TEXTE:
##########
Bernardin naît le 8 septembre 1380 à Massa Maritima, ville alors dépendante de la république de Sienne (Toscane). Orphelin de mère à l’âge de trois ans et de père à six ans, il est recueilli par sa tante Diana, qui le prend chez elle. Après des études élémentaires à Massa, Bernardin est accueilli par son oncle, à Sienne, en 1391. Ce dernier n’a pas d’enfant et l’élève comme son fils. Il suit pendant deux ans les cours du maître Martino di Ferro, notaire de Casole, puis des maîtres Onofrio di Loro et Jean de Spolète, qui lui enseignent les arts libéraux, c’est-à-dire le corpus en cours depuis l’Antiquité et durant le Moyen Âge, qui comprend le trivium (grammaire, dialectique et rhétorique) et le quadrivium (arithmétique, musique, géométrie et astronomie).

Suivront à partir de 1397 trois années à l’université, où Bernardin apprend le droit canon. Il rejoint ensuite la Confraternité de Notre-Dame, attachée à l’hôpital Santa Maria della Scala, qui se trouve en face de la cathédrale. Les années de dévouement passées auprès des malades de la peste le préparent certainement à un plus grand renoncement encore. Le 8 septembre 1402, il reçoit l’habit des frères mineurs de Saint-François de Sienne, puis rejoint peu de temps après le monastère de l’Étroite Observance de Colombaio sull’Amiata (actuel couvent de la basilique de l’Observance), qui se trouve hors de la ville, dans la campagne. Les Franciscains de l’Observance voulaient vivre la règle de saint François dans toute sa rigueur. L’année suivante, Bernardin est ordonné prêtre. Commence alors une vie apostolique de prédication dans toute l’Italie, qui sera marquée par de très nombreux et importants fruits de conversion.
##########
DONNÉES:
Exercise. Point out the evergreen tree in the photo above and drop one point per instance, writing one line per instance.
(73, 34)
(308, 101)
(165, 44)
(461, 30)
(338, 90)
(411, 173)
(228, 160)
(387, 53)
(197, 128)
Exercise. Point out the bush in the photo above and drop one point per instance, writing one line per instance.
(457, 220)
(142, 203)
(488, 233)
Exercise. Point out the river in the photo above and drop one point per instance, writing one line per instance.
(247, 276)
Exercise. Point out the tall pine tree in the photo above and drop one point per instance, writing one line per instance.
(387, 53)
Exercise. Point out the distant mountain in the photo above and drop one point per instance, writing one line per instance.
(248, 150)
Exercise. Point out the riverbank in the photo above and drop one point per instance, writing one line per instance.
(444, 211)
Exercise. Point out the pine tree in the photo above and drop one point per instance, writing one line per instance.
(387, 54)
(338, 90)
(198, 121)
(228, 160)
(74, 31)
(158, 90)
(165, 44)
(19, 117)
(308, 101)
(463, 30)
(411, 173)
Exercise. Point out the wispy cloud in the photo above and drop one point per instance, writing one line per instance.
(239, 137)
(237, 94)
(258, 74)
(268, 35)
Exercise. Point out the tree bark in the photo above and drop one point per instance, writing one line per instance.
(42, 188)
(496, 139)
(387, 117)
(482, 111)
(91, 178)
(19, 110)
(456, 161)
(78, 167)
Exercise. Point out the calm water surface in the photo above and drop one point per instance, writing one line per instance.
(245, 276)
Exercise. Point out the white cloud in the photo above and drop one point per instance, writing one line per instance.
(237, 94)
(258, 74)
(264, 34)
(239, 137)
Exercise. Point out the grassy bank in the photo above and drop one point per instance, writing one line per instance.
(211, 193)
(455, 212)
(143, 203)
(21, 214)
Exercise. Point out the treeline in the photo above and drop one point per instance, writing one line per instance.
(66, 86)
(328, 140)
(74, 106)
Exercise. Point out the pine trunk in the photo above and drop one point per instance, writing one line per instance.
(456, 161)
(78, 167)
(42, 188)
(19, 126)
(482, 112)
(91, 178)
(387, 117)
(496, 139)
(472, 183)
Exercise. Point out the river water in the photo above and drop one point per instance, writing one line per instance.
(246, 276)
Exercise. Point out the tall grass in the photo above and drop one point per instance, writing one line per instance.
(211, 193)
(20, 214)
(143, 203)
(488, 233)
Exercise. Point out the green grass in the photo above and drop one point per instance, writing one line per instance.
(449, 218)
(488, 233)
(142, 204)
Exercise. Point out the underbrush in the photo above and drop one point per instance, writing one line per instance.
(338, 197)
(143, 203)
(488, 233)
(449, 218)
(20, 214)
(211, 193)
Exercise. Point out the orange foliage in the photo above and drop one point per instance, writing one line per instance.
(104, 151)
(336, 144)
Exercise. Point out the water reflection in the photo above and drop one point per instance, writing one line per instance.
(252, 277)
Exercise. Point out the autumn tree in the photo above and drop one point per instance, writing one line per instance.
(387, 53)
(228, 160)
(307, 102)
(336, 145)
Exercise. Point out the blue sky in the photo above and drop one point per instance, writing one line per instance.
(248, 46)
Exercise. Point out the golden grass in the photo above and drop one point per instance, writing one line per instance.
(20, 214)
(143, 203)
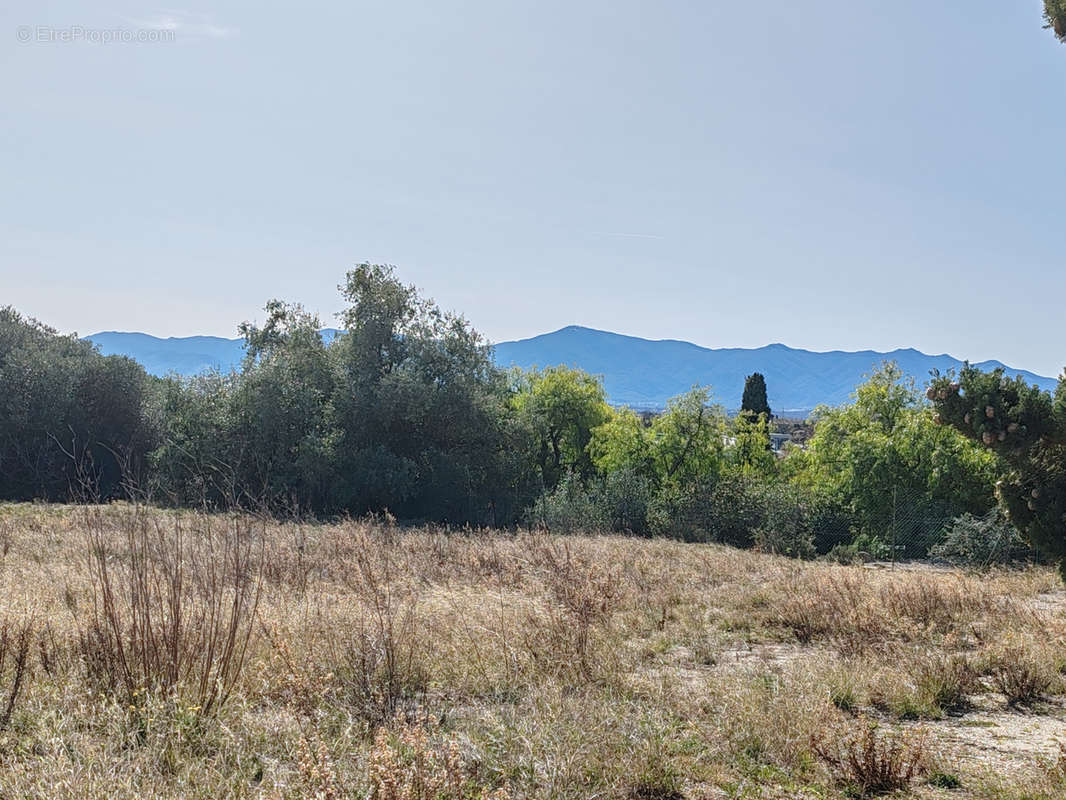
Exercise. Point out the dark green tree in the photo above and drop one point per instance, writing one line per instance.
(754, 400)
(71, 420)
(1054, 17)
(1026, 428)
##########
EXERCICE: Donnez toutes les matières des arts libéraux que cite le texte sur Bernardin.

RÉPONSE: grammaire, dialectique, rhétorique, arithmétique, musique, géométrie, astronomie